Live Bees for 2020 now available, click HERE to view

Harvesting Honey- It's the end of the main flow

August 24, 2019

Harvesting Honey- It's the end of the main flow

We have to be prepared for anything as beekeepers, and this summer proved to be an unusual and hard summer for beekeeping in Alberta. In Edmonton, we experienced a late start to the main flow, but when it came -it was fast.

August has created conditions for unusual swarming. Although not typical, the weather fluctuations and rain caused many hives to swarm late in the season. Social media was flooded with calls to catch swarms daily. 

Although there were many ups and downs, most people have harvested honey or are doing so right now. 

One of the most common questions we get is, when should I take my honey?

Everyone’s hives are at different points, and the answer to the question depends on what you are seeing. The main flow in Edmonton starred July 11, north and west of the City it started in late June. In our area the honey flow is coming to an end. See our video on harvesting honey.

Tips on when to take honey:

Is it nearing the end of the main flow in your area? Are most of the blooms done? If so, it’s time to take the honey. In the summer we get a nectar flow--Canola, alfalfa and sweet clover. For the fall, we are heading into pollen bearing flowers such as borage, golden rod and sunflowers. Check out our auto flow hive and honey comb video.

  • If your frame is 2/3 capped, you can harvest the honey. Why? Because in Alberta honey dehydrates faster than the bees can cap the honey. And, the bees use a lot of honey to cap the honey, so you can take it at this point.
  • Auto flow hive: If you see the honey is capped in the side windows and honey filling the back window, you can start turning your key to open the flow of honey.

Listed entries:
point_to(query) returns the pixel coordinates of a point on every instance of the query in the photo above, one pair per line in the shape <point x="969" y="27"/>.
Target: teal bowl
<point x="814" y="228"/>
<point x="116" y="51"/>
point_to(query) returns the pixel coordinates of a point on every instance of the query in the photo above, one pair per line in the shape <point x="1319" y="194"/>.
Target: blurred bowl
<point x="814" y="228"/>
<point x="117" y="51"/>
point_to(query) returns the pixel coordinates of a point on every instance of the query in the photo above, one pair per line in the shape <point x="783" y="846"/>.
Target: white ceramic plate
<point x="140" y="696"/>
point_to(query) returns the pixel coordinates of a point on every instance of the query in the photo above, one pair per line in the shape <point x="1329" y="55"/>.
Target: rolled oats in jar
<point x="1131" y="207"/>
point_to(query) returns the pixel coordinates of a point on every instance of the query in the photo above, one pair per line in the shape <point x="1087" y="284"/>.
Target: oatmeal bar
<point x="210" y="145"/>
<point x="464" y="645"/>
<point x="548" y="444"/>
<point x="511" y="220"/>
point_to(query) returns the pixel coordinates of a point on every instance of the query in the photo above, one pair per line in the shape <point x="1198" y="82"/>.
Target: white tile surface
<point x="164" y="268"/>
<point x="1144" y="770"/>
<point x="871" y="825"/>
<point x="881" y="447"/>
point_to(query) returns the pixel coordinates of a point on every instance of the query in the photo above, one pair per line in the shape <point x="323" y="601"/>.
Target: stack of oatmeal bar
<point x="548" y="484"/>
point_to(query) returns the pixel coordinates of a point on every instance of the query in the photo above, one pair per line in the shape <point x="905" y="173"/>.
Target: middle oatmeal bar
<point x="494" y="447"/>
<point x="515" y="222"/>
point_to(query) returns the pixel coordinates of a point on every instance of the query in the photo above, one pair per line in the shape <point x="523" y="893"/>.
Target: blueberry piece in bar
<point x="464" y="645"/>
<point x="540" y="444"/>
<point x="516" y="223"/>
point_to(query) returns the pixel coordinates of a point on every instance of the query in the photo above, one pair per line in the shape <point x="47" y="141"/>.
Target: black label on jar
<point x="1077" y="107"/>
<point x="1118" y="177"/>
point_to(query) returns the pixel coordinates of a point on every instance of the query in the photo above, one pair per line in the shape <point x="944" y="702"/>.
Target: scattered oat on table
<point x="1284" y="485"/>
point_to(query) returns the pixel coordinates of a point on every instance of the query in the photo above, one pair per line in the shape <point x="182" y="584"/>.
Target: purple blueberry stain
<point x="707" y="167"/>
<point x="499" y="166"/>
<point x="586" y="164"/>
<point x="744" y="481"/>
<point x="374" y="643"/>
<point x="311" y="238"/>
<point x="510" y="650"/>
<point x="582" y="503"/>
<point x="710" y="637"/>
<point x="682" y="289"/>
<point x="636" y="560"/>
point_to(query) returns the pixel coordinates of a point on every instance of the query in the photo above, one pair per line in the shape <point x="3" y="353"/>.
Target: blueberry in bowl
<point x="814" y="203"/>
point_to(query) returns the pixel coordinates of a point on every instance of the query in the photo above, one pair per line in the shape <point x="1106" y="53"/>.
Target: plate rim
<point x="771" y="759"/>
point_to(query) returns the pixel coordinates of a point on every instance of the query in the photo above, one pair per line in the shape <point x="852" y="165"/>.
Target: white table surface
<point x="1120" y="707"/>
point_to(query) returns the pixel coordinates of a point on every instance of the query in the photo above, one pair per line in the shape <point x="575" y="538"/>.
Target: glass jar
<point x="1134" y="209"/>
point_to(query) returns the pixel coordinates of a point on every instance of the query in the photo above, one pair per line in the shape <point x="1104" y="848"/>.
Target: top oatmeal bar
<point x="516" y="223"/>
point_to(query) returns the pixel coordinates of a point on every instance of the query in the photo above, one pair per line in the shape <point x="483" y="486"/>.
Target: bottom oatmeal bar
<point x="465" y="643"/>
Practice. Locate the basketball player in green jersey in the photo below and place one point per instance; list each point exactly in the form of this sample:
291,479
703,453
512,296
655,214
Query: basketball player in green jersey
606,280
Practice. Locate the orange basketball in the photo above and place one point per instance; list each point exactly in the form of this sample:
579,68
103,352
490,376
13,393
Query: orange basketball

Exercise instructions: In the honey harvesting post above, how much of a frame must be capped before the honey can be harvested?

Correct result: Two-thirds (2/3) of the frame.